Try it. Below are some entries. Repeat exactly the lines from the one with "Target: bronze statue" through the one with "Task: put a point on every instance of the green tree", and only those.

(Saved entries)
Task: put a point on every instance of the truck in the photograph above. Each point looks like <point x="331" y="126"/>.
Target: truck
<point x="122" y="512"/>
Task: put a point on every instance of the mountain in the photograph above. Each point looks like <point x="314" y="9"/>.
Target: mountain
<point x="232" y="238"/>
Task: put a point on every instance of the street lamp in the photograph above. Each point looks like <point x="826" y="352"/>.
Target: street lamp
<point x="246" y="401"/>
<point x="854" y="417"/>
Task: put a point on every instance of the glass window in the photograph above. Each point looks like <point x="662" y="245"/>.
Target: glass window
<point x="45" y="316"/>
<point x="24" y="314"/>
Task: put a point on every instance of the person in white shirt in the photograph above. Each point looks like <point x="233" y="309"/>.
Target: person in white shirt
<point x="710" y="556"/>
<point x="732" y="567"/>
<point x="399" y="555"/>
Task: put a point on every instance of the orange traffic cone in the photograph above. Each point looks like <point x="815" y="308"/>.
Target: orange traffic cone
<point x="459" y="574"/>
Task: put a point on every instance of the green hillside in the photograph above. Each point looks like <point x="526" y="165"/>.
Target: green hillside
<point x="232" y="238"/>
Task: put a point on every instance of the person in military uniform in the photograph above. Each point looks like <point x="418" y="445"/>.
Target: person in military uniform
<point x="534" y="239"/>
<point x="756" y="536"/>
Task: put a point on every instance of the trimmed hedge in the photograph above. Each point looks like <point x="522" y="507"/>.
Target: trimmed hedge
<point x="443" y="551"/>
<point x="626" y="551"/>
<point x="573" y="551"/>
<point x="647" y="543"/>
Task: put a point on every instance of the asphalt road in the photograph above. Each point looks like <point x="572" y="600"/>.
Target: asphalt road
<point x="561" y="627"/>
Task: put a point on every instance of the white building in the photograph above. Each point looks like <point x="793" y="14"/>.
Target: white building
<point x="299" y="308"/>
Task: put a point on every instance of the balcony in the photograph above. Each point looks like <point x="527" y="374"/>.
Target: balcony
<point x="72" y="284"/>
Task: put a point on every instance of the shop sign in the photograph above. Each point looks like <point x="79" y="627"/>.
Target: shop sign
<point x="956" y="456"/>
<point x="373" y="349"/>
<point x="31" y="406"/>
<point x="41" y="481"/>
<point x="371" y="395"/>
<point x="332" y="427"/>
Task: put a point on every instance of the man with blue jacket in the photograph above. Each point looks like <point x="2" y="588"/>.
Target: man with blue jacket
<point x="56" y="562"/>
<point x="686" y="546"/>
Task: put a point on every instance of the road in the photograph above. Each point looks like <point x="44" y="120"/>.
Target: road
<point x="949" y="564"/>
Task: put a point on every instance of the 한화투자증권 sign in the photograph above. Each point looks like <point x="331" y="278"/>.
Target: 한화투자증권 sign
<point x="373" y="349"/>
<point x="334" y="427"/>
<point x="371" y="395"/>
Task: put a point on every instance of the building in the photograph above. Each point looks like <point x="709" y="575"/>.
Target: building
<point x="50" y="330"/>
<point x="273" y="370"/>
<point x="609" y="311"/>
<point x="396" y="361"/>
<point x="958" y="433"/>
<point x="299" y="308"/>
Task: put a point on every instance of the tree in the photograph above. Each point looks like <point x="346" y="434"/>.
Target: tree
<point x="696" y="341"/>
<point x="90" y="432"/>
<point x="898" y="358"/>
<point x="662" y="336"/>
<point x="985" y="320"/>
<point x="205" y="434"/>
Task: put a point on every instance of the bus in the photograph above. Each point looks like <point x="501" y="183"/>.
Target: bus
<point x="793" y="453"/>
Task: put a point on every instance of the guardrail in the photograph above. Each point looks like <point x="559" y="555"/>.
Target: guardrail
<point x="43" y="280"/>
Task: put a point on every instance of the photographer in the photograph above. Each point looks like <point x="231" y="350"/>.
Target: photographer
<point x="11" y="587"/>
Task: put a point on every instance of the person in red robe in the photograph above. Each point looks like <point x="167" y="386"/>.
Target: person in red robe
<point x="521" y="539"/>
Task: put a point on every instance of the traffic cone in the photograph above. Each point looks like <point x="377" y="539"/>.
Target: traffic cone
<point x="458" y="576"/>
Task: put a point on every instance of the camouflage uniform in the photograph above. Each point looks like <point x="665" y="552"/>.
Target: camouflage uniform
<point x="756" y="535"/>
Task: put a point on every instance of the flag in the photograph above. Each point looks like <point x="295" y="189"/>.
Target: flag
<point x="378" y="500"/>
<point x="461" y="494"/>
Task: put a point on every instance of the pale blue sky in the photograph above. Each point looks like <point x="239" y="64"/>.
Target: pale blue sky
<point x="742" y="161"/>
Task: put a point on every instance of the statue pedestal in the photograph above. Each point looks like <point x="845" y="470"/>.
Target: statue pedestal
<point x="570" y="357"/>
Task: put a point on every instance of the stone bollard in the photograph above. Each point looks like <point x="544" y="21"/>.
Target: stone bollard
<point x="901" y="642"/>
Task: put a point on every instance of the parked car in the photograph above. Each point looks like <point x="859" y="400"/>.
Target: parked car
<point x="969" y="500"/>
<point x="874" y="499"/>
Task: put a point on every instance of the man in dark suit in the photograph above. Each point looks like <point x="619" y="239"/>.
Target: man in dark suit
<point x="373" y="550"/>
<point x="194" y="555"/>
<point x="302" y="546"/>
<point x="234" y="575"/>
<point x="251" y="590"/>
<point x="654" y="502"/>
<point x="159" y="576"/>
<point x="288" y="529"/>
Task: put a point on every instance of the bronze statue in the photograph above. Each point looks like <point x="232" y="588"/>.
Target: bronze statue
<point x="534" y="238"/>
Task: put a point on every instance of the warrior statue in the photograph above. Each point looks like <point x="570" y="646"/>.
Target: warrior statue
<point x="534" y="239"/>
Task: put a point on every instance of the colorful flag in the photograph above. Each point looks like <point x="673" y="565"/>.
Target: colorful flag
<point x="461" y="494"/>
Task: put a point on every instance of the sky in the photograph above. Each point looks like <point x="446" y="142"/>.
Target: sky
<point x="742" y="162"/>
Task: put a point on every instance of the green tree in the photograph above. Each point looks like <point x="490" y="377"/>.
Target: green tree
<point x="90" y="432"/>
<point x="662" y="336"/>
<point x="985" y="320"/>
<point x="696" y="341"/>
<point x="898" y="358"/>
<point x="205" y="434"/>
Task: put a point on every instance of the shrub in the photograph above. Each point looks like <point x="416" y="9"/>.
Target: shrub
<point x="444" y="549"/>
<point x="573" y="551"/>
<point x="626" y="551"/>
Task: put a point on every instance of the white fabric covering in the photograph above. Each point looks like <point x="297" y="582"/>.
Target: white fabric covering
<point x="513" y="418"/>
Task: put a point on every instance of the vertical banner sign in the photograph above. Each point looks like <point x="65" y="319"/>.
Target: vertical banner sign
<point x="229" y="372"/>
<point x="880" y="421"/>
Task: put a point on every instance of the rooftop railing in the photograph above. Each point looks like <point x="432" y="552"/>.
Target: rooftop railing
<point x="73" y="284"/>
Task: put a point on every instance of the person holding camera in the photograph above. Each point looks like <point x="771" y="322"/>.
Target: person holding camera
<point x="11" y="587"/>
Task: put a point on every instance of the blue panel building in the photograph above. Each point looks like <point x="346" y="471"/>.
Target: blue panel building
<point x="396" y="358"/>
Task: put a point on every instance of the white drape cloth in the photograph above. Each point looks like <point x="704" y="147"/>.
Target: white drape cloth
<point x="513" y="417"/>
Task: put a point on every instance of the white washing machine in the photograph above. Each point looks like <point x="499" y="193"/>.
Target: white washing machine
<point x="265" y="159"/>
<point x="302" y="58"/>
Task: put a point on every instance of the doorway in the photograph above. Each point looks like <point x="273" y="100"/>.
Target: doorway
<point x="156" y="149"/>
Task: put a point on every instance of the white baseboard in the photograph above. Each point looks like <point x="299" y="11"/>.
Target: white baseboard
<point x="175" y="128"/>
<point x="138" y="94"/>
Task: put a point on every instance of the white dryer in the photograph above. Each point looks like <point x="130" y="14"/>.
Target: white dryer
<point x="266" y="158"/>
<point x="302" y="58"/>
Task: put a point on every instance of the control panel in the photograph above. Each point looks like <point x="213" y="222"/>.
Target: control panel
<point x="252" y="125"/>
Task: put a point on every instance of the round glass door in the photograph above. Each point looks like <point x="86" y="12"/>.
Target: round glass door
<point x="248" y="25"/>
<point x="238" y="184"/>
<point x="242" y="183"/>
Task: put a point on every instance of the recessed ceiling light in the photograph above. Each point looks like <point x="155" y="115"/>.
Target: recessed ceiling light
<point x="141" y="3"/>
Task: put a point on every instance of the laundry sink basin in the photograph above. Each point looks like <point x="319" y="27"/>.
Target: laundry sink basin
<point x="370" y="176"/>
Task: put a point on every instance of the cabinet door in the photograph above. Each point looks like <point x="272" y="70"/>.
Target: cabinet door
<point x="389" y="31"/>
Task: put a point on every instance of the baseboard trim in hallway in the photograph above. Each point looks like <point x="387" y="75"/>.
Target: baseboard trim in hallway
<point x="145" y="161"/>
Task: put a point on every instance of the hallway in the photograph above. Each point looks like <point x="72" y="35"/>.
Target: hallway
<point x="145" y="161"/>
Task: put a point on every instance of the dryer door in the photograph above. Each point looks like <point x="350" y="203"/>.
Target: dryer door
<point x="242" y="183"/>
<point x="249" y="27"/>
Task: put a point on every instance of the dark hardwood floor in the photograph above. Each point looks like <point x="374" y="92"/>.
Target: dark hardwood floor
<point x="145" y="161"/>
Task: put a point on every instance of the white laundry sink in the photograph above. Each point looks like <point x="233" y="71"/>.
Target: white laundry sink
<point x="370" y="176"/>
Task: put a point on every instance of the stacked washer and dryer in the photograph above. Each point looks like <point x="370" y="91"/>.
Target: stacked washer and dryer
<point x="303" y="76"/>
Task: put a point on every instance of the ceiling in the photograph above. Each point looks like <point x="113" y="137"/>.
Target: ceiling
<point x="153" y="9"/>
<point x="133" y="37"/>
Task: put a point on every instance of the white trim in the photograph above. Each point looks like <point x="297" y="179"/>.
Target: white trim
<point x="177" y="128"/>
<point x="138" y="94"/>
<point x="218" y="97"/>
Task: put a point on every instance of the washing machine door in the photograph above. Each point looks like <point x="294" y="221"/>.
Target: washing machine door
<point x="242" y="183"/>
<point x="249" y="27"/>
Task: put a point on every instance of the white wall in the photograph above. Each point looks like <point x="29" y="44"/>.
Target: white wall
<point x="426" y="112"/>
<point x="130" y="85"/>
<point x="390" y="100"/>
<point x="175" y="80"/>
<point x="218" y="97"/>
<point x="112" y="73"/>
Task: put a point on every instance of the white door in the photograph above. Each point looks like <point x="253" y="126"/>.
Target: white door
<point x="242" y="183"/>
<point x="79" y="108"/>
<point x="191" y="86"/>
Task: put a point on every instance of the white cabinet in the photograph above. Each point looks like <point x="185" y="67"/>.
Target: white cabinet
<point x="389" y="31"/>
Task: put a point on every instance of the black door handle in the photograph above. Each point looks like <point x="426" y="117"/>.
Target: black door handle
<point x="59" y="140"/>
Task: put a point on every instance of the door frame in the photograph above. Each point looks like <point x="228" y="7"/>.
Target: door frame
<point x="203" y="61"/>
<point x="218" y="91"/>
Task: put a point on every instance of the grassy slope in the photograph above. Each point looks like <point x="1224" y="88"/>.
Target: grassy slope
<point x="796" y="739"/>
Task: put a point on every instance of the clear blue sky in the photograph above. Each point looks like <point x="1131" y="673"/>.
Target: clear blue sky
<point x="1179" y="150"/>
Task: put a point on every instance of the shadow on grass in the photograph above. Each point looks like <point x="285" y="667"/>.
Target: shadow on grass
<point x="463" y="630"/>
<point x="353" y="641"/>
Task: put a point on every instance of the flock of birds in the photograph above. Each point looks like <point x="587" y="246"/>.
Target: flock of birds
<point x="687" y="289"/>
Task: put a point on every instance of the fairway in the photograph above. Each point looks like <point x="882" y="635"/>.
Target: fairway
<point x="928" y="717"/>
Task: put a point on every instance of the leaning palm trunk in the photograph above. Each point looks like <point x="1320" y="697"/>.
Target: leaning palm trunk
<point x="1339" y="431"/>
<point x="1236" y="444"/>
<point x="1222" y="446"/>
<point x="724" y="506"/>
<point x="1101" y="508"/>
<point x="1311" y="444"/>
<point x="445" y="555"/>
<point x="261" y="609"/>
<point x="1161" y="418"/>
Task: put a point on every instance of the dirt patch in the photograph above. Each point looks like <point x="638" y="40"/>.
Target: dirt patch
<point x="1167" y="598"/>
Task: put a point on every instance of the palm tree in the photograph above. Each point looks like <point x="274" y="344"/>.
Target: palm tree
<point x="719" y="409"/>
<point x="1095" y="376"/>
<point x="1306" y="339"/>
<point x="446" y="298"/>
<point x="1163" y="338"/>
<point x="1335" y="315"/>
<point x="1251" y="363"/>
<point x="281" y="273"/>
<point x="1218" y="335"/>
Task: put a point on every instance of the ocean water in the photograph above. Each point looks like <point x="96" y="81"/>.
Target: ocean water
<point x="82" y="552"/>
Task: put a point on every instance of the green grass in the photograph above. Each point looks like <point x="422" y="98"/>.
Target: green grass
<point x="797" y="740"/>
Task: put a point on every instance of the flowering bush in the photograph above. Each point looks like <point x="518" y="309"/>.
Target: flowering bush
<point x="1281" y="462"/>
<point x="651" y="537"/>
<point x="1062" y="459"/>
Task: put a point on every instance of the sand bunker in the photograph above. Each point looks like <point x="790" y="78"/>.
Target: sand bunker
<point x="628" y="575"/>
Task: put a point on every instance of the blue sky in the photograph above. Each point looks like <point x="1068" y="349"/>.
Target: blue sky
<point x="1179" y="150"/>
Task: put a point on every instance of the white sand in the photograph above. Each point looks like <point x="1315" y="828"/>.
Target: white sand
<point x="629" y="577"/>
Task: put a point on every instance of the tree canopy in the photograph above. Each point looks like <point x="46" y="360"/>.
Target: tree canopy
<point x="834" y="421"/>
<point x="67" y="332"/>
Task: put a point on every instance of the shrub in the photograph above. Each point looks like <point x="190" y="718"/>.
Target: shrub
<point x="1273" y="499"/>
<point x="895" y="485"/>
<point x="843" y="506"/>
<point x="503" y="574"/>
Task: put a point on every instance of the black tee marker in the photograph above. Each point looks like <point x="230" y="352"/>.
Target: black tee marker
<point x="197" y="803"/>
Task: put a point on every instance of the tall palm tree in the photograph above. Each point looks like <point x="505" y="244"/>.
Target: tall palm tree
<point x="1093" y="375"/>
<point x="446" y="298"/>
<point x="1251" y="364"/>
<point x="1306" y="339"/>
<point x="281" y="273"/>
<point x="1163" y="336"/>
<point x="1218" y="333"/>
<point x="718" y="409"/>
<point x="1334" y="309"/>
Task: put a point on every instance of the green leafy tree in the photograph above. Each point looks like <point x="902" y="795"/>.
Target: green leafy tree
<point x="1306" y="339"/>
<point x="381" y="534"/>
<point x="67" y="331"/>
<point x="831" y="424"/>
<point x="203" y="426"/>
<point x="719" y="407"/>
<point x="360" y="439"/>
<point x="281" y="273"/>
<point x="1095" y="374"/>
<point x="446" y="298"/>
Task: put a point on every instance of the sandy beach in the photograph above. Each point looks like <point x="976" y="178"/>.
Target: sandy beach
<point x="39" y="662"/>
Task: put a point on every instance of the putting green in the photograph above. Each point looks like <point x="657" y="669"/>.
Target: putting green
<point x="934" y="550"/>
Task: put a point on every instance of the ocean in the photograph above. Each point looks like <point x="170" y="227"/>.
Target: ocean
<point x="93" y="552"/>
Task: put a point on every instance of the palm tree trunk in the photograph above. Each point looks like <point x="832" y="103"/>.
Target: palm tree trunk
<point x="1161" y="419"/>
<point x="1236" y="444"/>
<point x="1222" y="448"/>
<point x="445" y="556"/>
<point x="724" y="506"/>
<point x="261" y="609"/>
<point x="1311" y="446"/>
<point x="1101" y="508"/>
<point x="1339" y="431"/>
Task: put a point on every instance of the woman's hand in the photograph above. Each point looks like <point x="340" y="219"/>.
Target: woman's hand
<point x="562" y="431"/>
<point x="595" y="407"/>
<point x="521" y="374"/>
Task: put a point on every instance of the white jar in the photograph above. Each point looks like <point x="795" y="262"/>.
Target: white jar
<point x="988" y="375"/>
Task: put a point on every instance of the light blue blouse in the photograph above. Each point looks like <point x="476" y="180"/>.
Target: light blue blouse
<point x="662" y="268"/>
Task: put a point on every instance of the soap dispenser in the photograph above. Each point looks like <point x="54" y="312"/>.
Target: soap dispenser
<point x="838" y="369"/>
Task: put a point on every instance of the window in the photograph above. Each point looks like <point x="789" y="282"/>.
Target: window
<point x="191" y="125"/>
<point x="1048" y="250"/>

Answer to the exercise.
Target: bronze statue
<point x="534" y="238"/>
Task: put a point on every instance of the warrior statue in the photograph above. Each point looks like <point x="570" y="646"/>.
Target: warrior statue
<point x="534" y="239"/>
Task: put a point on every instance of the colorful flag in the photograph above. Each point looks like <point x="673" y="565"/>.
Target: colorful flag
<point x="461" y="494"/>
Task: put a point on every instance of the sky in the photograph above. Each point looks like <point x="446" y="142"/>.
Target: sky
<point x="742" y="162"/>
Task: put a point on every instance of the green tree in the photograph above. Each point looks like <point x="490" y="377"/>.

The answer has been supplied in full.